**PROBLEM TO SOLVE**
Reproduce each of the records below verbatim.

[Items listed in a dataset]

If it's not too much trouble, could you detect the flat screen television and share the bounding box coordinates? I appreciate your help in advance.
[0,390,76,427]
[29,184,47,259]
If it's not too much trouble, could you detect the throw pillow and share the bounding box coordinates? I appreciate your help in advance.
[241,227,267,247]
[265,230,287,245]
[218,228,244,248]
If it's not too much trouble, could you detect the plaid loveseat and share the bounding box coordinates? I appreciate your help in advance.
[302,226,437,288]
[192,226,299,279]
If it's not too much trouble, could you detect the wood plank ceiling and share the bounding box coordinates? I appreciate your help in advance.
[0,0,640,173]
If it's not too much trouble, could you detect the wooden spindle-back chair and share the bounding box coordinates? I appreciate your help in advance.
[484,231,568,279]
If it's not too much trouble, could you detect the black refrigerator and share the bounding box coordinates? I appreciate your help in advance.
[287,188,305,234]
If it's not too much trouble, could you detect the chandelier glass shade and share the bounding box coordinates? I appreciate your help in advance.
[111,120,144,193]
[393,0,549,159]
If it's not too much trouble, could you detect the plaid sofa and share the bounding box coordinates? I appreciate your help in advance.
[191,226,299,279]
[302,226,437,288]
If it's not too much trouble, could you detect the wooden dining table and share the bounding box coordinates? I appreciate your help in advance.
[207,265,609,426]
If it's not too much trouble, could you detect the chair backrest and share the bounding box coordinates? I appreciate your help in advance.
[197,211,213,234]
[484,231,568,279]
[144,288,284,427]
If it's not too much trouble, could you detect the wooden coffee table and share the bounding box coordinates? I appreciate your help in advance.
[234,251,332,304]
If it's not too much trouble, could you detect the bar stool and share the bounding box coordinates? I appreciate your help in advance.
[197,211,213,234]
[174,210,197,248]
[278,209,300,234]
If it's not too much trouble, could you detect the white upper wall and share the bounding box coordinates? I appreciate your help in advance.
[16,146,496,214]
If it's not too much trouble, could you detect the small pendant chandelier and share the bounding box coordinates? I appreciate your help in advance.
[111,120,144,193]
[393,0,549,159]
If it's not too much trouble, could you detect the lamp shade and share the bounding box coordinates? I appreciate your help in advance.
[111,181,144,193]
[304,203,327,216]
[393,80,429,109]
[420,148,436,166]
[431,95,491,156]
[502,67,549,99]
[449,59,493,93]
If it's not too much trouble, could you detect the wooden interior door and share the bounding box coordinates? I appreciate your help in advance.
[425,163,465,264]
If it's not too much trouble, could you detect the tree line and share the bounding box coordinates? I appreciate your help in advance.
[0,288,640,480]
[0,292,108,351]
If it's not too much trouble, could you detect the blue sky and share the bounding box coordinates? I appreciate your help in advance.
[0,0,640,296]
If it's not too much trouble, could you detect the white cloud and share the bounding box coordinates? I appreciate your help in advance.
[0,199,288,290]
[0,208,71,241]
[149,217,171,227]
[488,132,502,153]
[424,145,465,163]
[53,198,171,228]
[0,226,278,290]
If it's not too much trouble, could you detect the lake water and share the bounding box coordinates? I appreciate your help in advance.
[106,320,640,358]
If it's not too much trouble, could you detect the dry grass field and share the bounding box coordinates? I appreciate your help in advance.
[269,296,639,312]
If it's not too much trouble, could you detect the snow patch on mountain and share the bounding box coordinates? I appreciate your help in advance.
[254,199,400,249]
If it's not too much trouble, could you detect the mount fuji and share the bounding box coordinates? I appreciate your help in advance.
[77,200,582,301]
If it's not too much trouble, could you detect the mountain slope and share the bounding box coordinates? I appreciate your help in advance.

**EXERCISE OUTPUT**
If it's not too much trouble, could you detect the flat screen television and share the bounding box coordinates? I appreciate your help in advance.
[0,390,76,427]
[29,184,47,259]
If it's not too much trouble, could you detect the throw pillow and share the bounding box coordinates? I appreciate your help in advance.
[241,227,267,247]
[265,230,287,245]
[218,228,244,248]
If it's not too much trouble, could you detect the plaid loveseat and share the bounding box coordinates? I appreciate your help in advance.
[302,226,437,288]
[192,226,299,279]
If it's not too much trouble, could you detect the wood plank ceiling and share the bounding box coordinates? I appreciate your help in advance.
[0,0,640,173]
If it's not too much trouble, could you detect the wooden spindle-back chair and share the bounding box coordinates? I appreciate your help in advance.
[484,231,568,279]
If it's not too much trouble, could you detect the black refrigerator and share the bounding box coordinates? I appreciate your help in advance.
[287,188,305,234]
If it's not too much trouble, could you detect the chandelier glass shade and share the bounding box coordinates? I appreciate your help in advance.
[111,120,144,193]
[393,0,549,159]
If it's not too much trouble, could you detect the plaid sofa and share the bounding box coordinates? I appreciate your help in advance.
[191,226,299,279]
[302,226,437,288]
If it's not too much trouble, could you detect the wooden dining table and share the bounding box coordinates? I appreciate your help in advance.
[207,265,609,426]
If it's not too much trouble, could you detect the chair backrest and share the bounding box coordinates? I appreciate your help in advance.
[197,211,213,234]
[484,231,568,279]
[144,288,284,427]
If it's not too much trouble, could you detect the wooden coffee table and share the bounding box coordinates? I appreciate your help in advance.
[234,251,332,304]
If it's not too much trouble, could you detect the bar stool and share the bounding box coordinates? I appreciate your help in advance.
[197,211,213,234]
[174,210,197,248]
[278,209,300,234]
If it's not too much trouble, could you detect the white upper wall and share the bounding box coordinates? I appreciate your help in advance.
[16,146,496,214]
If it's not too much trouble, could you detect the small pendant chandelier and share the bounding box coordinates? I appreciate your help in advance.
[111,120,144,193]
[393,0,549,159]
If it's not too much trouble, could you detect the lamp shade and share the bounding box coordinates? I appreciate your help in advance.
[111,181,144,193]
[304,203,327,216]
[393,80,429,109]
[420,148,436,166]
[431,95,491,156]
[502,67,549,99]
[449,59,493,93]
If it's not too much trouble, could you detect the wooden interior door and share the bounding box coordinates? I appreciate your help in advance.
[425,163,465,264]
If it's not too much trouble, could you detect the tree line and share the bounding box coordinates? I appreciate your help in advance.
[0,288,640,480]
[0,292,108,351]
If it's not too much trouble, could you detect the blue sky and share the bounding box coordinates? I appreciate your help in advance.
[0,0,640,296]
If it's not too much trouble, could you detect the white cloud and share the bounding box coordinates? I appreciate your help in advance.
[0,199,288,290]
[0,208,71,241]
[149,217,171,227]
[488,132,502,153]
[424,145,465,163]
[53,198,171,228]
[0,226,278,290]
If it's not too much trouble, could you detect the lake water and share the bounding box coordinates? I appreciate your help in advance.
[106,320,640,358]
If it's not too much trouble, could you detect the dry grass field and share the bounding box coordinates? I appreciate your help in advance.
[269,296,639,312]
If it's not too much trouble, could you detect the snow patch on mountain and share the bounding box coordinates? I appreciate your help in advance.
[254,199,400,249]
If it's not too much trouble, could you detect the mount fuji and share the bounding box coordinates? I appreciate your help in advance.
[77,200,582,301]
If it's not too much trouble, could you detect the mountain slope and share the bounding box coordinates? I appreciate your help in advance.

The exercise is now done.